*** Source text ***
Soros recommends some additional prescriptions:

So it’s not enough to regulate the money supply. You have to regulate credit. And you have to recognize that markets are prone to create asset bubbles and accept the responsibility of preventing those bubbles from becoming too big and self-reinforcing, because that’s what a bubble is—a self-reinforcing process.

Except that all the really cool bubbles over time have been driven by government enabled rent seeking. Even the tulip bubble likely would never have occurred without the wealth derived from a government created monopoly, the Dutch East India Company.
Next Soros starts talking in circles:

You also have to recognize that if the markets don’t know what equilibrium is, then regulators can’t possibly know either. So you have to accept that regulators will be wrong. But with the benefit of feedback from the market, you can judge whether you’ve done too much or too little.

Where to start? If everything were to stay at equilibrium nothing happens and Soros makes no money. That might not be a bad thing but it isn’t at all clear that anyone will be very happy in that state.
*** Stored rows ***
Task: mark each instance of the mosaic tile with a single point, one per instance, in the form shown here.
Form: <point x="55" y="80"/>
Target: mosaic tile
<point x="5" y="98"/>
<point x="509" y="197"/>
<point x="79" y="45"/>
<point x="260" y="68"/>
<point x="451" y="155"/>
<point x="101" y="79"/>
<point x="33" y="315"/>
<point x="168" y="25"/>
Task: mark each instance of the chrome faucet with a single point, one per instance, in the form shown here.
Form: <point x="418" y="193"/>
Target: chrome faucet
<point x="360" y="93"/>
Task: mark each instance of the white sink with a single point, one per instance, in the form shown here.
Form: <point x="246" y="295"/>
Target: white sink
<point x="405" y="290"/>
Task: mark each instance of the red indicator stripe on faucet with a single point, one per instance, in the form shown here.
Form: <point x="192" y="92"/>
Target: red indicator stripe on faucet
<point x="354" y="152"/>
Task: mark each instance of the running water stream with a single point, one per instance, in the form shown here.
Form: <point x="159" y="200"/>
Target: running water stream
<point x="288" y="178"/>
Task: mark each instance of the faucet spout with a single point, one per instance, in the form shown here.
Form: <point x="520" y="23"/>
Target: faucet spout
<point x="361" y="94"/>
***
*** Stored rows ***
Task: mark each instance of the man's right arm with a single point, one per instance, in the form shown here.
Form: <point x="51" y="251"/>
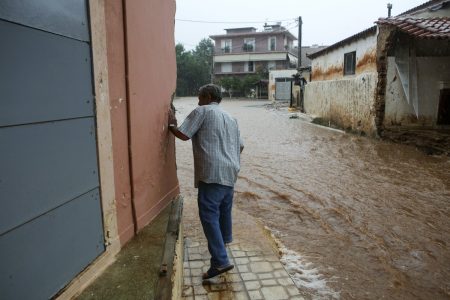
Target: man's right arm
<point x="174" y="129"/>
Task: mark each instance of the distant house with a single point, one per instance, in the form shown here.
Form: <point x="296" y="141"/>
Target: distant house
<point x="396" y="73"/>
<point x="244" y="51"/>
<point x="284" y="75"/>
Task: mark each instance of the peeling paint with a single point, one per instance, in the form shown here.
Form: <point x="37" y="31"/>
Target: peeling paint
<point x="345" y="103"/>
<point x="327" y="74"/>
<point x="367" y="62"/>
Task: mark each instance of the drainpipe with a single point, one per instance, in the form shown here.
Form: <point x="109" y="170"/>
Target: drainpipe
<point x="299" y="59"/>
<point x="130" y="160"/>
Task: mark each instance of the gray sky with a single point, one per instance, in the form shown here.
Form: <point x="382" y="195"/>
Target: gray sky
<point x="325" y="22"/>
***
*** Stored rows ***
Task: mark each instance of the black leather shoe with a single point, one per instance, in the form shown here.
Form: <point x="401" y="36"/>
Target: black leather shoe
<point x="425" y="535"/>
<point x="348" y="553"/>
***
▶ _Required actions_
1. In the Soros commentary, which government-created monopoly supplied the wealth that likely made the tulip bubble possible?
2. Quote the Soros commentary starting with "Soros recommends some" and going on through "is—a self-reinforcing process.".

▶ _Complete answers_
1. The Dutch East India Company.

2.
Soros recommends some additional prescriptions:

So it’s not enough to regulate the money supply. You have to regulate credit. And you have to recognize that markets are prone to create asset bubbles and accept the responsibility of preventing those bubbles from becoming too big and self-reinforcing, because that’s what a bubble is—a self-reinforcing process.